### [Extrait du document]
^^^^^^^^^^^^^^^^

COMME UNE POUPÉE QU'ON A DÉSARTICULÉE

Martyrs de Pascal Laugier avait été un choc et on peut encore ressentir ses secousses sismiques dix ans après sa sortie. Le film a installé Laugier parmi les voix les plus singulières du cinéma d'horreur actuel, et si The Secret était en apparence plus sage, Ghostland confirme la personnalité à part du cinéaste. A vrai dire, Ghostland avait de quoi se distinguer dès les premières annonces sur ce projet et plus particulièrement l'arrivée au casting de Mylène Farmer. Si l'icône a évidemment cultivé son mystère côté scène musicale, son aura cinéphile est encore plus mystérieuse puisqu'elle n'a tourné qu'un unique film, le maudit Giorgino, un échec commercial monstre devenu une œuvre quasi-invisible. Dès son premier plan, Ghostland fait un clin d’œil à Giorgino (que Laugier citait d'ailleurs en référence pour Saint Ange), ouvrant un couloir souterrain entre deux conceptions alternatives de ce que peut être le cinéma français. Farmer, comme très peu d'artistes français, draine avec elle un imaginaire, une mythologie, et sa simple présence à l'écran serait presque suffisante pour propulser le film dans une autre dimension – l'impression dès le départ de voir autre chose.

^^^^^^^^^^^^^^^^

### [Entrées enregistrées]
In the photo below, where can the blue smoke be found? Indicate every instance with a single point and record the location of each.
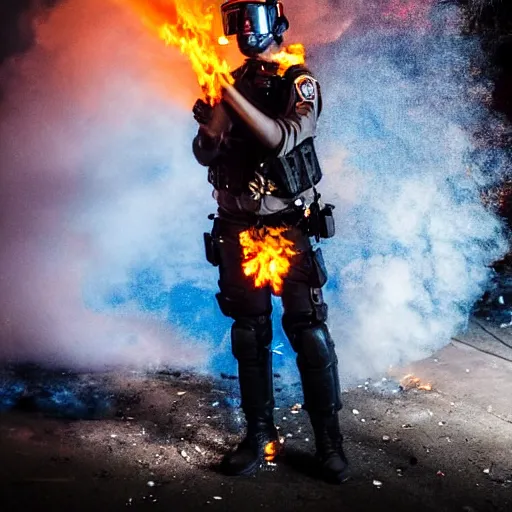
(123, 250)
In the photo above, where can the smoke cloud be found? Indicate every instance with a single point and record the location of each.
(103, 207)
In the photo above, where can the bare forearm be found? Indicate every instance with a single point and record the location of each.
(266, 129)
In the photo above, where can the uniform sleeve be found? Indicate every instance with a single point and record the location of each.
(206, 144)
(302, 113)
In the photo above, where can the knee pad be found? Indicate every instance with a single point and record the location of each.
(251, 337)
(314, 346)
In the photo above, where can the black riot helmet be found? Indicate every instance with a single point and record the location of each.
(256, 24)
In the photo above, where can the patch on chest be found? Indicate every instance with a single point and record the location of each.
(305, 86)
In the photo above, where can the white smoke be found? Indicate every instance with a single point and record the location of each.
(99, 187)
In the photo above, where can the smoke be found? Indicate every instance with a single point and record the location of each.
(103, 207)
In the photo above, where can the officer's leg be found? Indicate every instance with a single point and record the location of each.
(305, 314)
(251, 337)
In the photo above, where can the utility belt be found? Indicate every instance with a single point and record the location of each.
(313, 221)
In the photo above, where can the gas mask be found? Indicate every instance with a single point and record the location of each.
(256, 24)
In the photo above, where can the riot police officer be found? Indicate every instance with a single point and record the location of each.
(258, 146)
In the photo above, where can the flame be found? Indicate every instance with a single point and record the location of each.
(193, 35)
(412, 382)
(271, 450)
(267, 255)
(292, 55)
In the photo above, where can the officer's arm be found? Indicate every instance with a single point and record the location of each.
(206, 143)
(281, 134)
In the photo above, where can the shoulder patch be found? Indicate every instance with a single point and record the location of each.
(305, 86)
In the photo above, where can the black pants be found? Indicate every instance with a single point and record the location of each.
(303, 320)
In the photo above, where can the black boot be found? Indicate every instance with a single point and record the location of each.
(251, 338)
(260, 444)
(329, 449)
(318, 367)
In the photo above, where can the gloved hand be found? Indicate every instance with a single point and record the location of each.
(202, 112)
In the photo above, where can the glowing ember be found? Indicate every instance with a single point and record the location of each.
(193, 35)
(292, 55)
(271, 450)
(267, 255)
(412, 382)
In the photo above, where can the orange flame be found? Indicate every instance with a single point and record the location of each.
(267, 255)
(193, 35)
(292, 55)
(412, 382)
(271, 450)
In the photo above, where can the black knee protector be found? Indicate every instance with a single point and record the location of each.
(251, 338)
(318, 366)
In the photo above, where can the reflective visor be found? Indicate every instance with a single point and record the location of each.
(245, 19)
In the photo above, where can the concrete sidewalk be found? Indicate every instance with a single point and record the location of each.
(448, 449)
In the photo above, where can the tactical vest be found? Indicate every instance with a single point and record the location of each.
(243, 155)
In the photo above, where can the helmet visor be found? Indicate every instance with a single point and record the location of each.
(245, 19)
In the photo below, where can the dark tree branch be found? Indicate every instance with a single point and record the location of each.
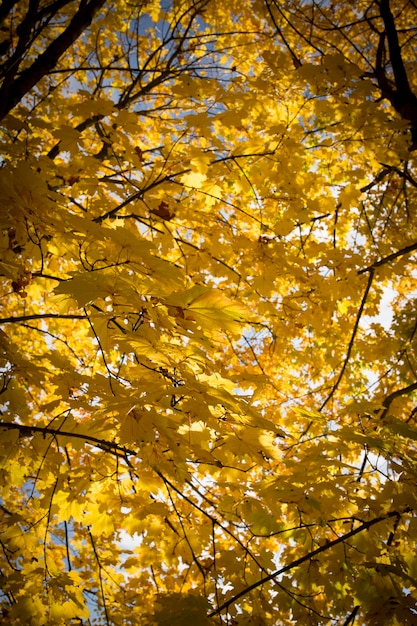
(352, 339)
(396, 394)
(390, 257)
(11, 95)
(307, 557)
(107, 446)
(40, 316)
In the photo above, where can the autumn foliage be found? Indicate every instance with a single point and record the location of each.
(208, 230)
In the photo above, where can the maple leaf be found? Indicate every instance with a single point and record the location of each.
(207, 329)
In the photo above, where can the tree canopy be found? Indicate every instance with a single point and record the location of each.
(208, 312)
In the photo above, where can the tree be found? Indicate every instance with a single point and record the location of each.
(208, 325)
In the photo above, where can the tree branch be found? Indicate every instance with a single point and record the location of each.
(307, 557)
(11, 95)
(389, 258)
(103, 444)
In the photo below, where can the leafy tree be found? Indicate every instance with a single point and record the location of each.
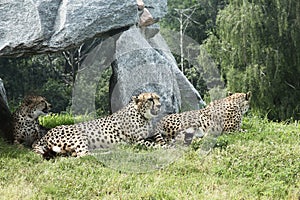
(256, 45)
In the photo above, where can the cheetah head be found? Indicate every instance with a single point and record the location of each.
(148, 104)
(36, 106)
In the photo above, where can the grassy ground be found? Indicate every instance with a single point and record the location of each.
(261, 163)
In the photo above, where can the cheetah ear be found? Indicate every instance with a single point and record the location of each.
(248, 95)
(135, 99)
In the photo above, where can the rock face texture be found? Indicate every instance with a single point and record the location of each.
(140, 58)
(144, 63)
(54, 25)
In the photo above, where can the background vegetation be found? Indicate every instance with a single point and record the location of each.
(261, 163)
(255, 44)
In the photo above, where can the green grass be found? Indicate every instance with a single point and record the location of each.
(261, 163)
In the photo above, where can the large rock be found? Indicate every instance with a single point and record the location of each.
(52, 25)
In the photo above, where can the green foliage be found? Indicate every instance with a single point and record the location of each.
(260, 163)
(53, 120)
(256, 45)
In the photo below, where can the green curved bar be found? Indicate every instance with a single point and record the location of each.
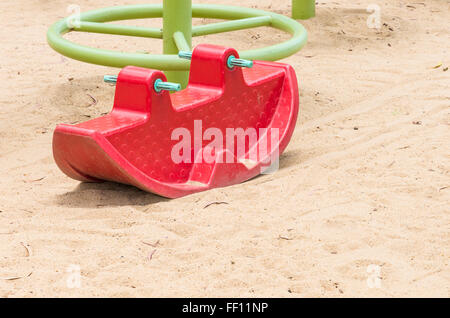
(171, 62)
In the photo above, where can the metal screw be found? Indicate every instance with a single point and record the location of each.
(231, 62)
(159, 85)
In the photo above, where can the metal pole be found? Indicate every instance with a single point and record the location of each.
(303, 9)
(177, 17)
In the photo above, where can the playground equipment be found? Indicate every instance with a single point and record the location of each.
(177, 33)
(134, 143)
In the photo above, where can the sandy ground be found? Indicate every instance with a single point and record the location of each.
(361, 199)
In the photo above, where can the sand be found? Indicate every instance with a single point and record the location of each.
(359, 207)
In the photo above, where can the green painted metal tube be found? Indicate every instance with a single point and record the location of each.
(107, 28)
(303, 9)
(231, 25)
(177, 17)
(171, 62)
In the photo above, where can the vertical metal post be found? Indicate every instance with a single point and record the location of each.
(303, 9)
(177, 17)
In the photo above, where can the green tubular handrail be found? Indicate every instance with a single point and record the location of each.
(92, 21)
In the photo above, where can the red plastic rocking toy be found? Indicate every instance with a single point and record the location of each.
(135, 143)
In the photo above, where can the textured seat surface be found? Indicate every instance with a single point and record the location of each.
(134, 143)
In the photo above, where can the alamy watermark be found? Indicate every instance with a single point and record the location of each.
(248, 146)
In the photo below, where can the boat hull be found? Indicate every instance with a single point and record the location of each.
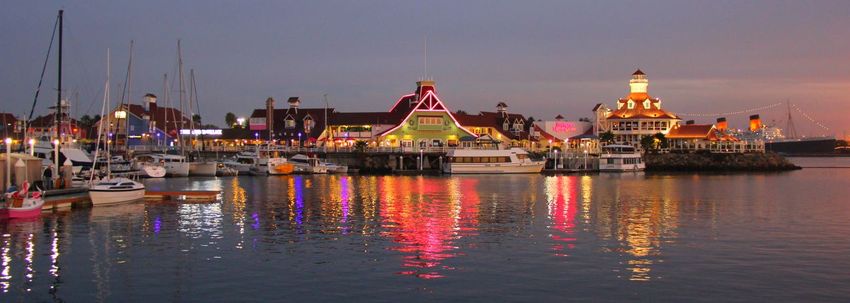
(151, 171)
(496, 168)
(104, 197)
(177, 169)
(207, 169)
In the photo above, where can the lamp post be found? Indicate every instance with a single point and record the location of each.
(556, 159)
(8, 162)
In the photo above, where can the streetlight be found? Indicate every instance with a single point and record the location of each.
(32, 147)
(8, 162)
(556, 159)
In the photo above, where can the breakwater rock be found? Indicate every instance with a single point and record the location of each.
(717, 162)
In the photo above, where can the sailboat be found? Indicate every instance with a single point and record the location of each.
(202, 167)
(111, 190)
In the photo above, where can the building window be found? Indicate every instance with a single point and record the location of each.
(430, 120)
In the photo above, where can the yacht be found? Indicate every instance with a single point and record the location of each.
(620, 158)
(243, 162)
(280, 166)
(116, 190)
(149, 166)
(491, 161)
(203, 168)
(307, 165)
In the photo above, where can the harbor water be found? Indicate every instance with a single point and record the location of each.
(604, 237)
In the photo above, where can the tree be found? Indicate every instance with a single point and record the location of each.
(230, 119)
(360, 145)
(606, 137)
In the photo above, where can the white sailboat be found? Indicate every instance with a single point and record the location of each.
(111, 190)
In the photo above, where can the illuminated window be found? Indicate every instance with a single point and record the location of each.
(430, 120)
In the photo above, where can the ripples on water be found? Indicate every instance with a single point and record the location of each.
(387, 238)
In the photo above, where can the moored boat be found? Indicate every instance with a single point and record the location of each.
(620, 158)
(116, 190)
(491, 161)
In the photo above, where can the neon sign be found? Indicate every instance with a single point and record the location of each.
(209, 132)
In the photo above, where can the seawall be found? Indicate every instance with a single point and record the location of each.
(717, 162)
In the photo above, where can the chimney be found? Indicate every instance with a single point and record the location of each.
(294, 103)
(422, 88)
(638, 83)
(755, 123)
(270, 115)
(502, 109)
(721, 124)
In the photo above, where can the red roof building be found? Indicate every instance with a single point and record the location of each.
(637, 115)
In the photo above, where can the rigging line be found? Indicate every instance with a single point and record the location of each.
(805, 115)
(732, 112)
(43, 69)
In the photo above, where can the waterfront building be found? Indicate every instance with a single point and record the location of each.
(506, 129)
(149, 125)
(426, 122)
(635, 116)
(576, 136)
(708, 137)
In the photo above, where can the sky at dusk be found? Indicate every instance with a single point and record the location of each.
(541, 57)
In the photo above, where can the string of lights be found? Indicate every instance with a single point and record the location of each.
(802, 113)
(739, 112)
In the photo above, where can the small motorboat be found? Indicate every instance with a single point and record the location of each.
(24, 204)
(116, 190)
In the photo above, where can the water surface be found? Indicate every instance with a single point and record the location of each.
(612, 237)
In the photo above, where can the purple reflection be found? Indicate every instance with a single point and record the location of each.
(256, 224)
(157, 224)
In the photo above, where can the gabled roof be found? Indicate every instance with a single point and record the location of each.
(428, 102)
(690, 131)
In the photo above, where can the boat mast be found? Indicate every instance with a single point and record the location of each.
(181, 93)
(129, 96)
(167, 105)
(58, 118)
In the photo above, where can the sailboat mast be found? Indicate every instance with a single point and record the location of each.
(129, 96)
(180, 96)
(59, 85)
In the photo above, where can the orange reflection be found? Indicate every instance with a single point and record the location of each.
(425, 216)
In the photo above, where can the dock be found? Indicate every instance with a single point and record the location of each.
(197, 196)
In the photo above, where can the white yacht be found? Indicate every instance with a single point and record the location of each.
(307, 165)
(280, 166)
(175, 165)
(620, 158)
(243, 162)
(149, 166)
(491, 161)
(116, 190)
(203, 168)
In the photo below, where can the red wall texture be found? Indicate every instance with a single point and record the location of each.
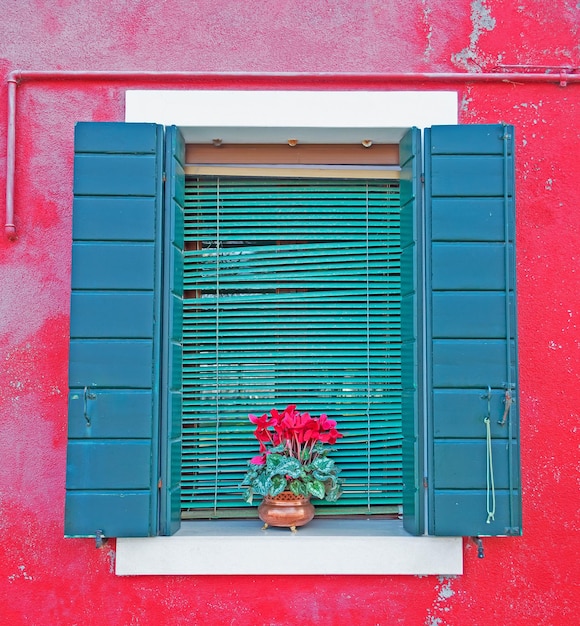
(45, 579)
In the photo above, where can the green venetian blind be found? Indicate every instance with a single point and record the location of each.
(291, 296)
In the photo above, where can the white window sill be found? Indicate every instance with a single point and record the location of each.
(322, 547)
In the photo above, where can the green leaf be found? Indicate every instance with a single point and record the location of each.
(278, 485)
(323, 464)
(322, 476)
(248, 495)
(262, 484)
(283, 465)
(334, 492)
(298, 488)
(316, 488)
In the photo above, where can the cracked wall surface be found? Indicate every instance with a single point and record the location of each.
(45, 579)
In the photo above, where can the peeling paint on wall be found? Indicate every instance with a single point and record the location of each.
(472, 58)
(45, 579)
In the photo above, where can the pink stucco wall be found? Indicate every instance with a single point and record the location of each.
(45, 579)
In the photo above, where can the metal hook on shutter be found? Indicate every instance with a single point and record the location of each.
(508, 403)
(87, 395)
(490, 482)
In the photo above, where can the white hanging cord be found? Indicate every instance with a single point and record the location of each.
(490, 483)
(368, 352)
(217, 335)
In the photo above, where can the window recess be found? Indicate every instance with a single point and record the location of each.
(291, 295)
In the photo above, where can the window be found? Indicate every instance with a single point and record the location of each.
(458, 332)
(292, 295)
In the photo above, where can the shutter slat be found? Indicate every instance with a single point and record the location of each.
(471, 324)
(113, 399)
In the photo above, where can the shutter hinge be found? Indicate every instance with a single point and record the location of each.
(479, 543)
(100, 539)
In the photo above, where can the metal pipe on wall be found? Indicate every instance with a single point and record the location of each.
(561, 75)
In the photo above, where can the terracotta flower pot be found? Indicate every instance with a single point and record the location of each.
(286, 510)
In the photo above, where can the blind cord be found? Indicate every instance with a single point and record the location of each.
(217, 335)
(368, 352)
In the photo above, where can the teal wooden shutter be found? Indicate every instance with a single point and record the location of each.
(291, 296)
(471, 331)
(412, 302)
(114, 372)
(171, 409)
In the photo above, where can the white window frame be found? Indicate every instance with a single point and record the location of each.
(324, 546)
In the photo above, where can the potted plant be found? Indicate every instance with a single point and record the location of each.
(292, 466)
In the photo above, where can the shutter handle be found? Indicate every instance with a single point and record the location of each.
(86, 397)
(508, 404)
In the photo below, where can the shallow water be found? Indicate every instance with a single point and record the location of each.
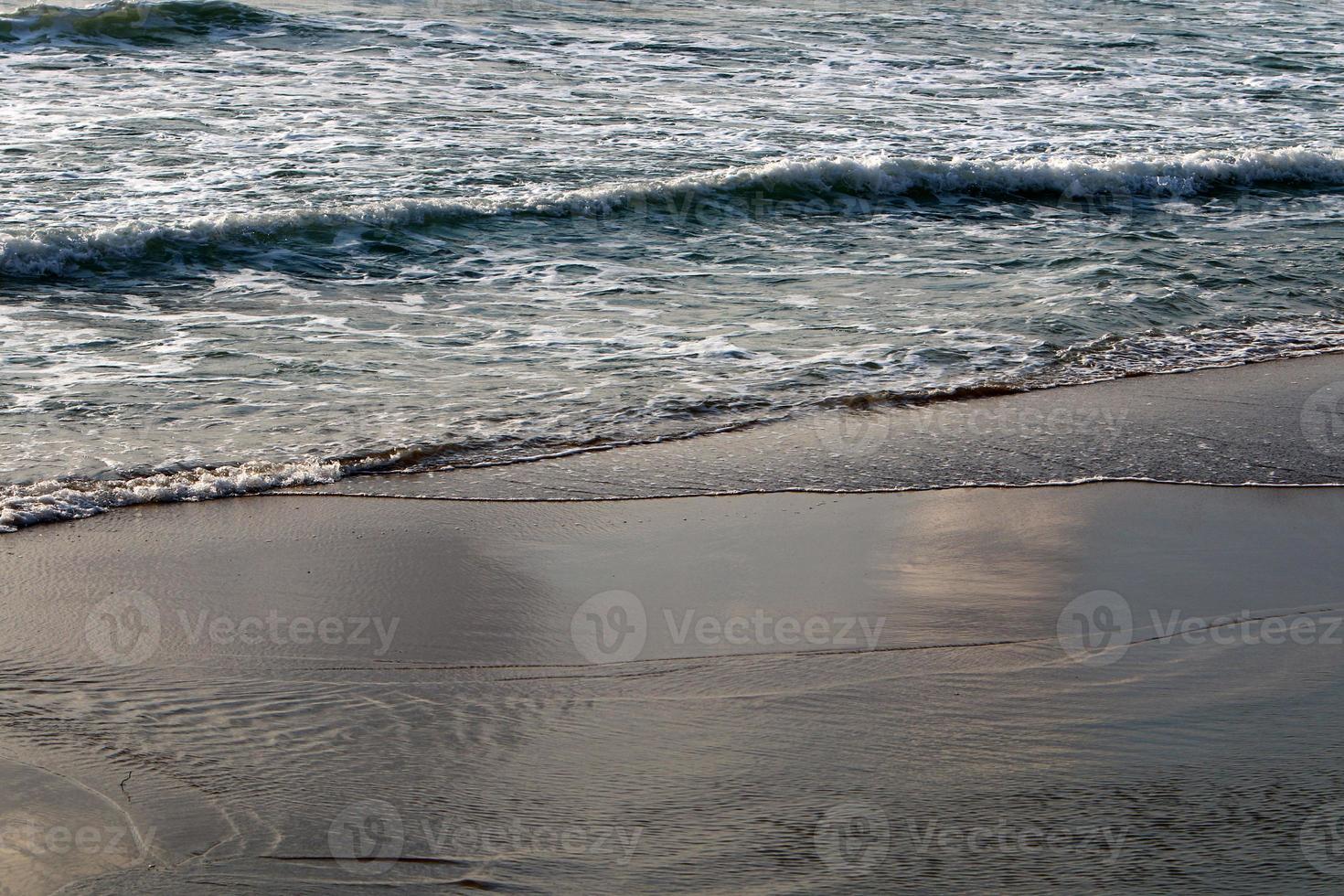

^^^^^^^^^^^^^^^^

### [Exercice court A]
D'après l'extrait sur Ghostland, quel est l'unique film dans lequel Mylène Farmer a tourné ?
### [Exercice court B]
Relevez tous les titres de films cités dans l'extrait sur Ghostland.

### [Réponse rédigée A]
Giorgino.

### [Réponse rédigée B]
- Martyrs
- The Secret
- Ghostland
- Giorgino
- Saint Ange